[Daten aus einem Set zur Punktmarkierung]
• • •

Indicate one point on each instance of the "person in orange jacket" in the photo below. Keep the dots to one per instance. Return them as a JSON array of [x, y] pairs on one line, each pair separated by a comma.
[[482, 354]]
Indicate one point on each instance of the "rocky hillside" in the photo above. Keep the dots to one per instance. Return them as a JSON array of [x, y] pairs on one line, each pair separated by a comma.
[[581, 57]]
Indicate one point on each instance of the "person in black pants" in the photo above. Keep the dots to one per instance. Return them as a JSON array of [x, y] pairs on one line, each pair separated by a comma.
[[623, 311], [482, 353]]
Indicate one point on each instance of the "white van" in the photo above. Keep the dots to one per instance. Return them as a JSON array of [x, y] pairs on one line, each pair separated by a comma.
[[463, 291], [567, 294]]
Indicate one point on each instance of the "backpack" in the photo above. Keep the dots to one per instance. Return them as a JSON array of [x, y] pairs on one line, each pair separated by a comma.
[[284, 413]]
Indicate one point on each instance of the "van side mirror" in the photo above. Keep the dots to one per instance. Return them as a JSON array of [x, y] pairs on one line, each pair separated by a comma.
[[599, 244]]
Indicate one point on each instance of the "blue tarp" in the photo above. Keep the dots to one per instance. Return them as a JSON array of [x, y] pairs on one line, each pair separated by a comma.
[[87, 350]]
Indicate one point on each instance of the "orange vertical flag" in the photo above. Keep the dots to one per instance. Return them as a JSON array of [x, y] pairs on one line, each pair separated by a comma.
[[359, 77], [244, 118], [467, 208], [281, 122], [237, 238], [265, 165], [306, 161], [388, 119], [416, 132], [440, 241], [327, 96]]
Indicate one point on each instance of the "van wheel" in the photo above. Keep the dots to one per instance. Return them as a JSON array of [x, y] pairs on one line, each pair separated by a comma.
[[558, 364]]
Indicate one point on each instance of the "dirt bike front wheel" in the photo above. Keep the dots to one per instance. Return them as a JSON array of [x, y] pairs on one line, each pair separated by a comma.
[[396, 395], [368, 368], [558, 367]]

• • •

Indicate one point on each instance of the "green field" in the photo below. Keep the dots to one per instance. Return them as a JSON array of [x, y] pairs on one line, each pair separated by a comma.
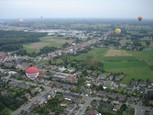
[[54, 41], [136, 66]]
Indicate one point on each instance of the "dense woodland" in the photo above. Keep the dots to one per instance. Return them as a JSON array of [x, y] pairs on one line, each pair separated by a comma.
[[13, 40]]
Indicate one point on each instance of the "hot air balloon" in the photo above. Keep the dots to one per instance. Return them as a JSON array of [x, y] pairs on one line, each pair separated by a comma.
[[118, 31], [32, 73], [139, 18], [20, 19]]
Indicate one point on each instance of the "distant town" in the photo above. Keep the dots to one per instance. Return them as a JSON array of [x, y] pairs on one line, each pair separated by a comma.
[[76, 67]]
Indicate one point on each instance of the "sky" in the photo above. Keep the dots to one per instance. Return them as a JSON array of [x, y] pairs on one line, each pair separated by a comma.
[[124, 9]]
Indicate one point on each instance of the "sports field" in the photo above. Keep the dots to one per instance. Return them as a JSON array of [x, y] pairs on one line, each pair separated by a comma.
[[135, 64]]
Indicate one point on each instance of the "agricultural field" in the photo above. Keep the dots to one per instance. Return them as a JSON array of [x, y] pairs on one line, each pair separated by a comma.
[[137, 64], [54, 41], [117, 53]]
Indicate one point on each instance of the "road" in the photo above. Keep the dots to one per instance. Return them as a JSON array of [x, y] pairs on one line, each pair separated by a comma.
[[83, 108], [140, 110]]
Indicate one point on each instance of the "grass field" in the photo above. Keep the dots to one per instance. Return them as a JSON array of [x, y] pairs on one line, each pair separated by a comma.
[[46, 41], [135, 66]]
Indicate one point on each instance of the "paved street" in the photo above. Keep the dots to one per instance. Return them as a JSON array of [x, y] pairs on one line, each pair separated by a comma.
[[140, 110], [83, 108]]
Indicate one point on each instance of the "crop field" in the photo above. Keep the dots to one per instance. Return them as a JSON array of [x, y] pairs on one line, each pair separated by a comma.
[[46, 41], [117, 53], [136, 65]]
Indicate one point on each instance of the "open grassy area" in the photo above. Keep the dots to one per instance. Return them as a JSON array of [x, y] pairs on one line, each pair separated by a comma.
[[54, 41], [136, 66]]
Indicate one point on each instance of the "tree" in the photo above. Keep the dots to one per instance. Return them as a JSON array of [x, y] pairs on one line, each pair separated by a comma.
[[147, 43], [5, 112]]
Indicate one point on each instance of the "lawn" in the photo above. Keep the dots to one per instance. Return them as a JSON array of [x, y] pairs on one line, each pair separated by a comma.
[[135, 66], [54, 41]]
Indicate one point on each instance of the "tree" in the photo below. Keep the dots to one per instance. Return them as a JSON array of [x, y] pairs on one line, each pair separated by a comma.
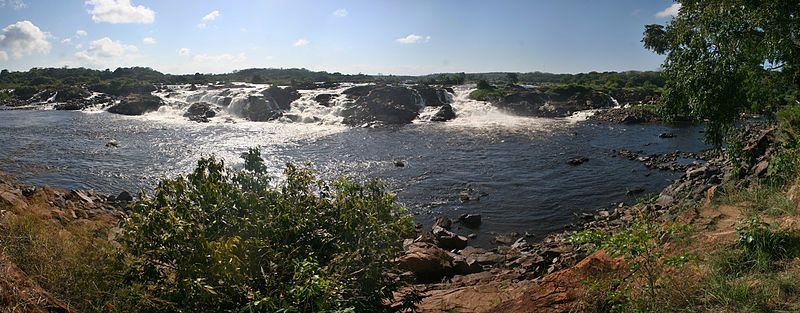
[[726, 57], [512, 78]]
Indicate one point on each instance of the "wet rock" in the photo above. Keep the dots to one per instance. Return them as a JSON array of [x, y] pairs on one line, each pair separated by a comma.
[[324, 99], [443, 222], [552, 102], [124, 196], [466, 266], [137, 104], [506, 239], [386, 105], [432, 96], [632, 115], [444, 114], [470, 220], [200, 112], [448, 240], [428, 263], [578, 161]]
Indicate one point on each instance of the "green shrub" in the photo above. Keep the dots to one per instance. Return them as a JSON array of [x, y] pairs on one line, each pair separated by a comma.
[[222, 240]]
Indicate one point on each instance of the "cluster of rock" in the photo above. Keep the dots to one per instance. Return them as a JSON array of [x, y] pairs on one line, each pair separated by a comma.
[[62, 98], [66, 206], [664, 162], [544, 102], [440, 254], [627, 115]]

• • •

> **Gestellte Aufgabe**
Zieh aus den Daten oben jede Zeile heraus, in der das Wort „orange“ steht. Achte dabei auf Groß- und Kleinschreibung.

> **Ergebnis**
Indicate one point on each instance of the "person in orange jacket" in the photo below. Keep the dots to one per instance. Return them as a JSON array of [x, y] pairs on one line, each pair separated by a comma.
Indicate one point on each instance of the "orange vertical flag" in the photo above. Keep the dots to one per instance. Return them as a JSON array of [x, y] pairs on one line, each pair separated by a comma.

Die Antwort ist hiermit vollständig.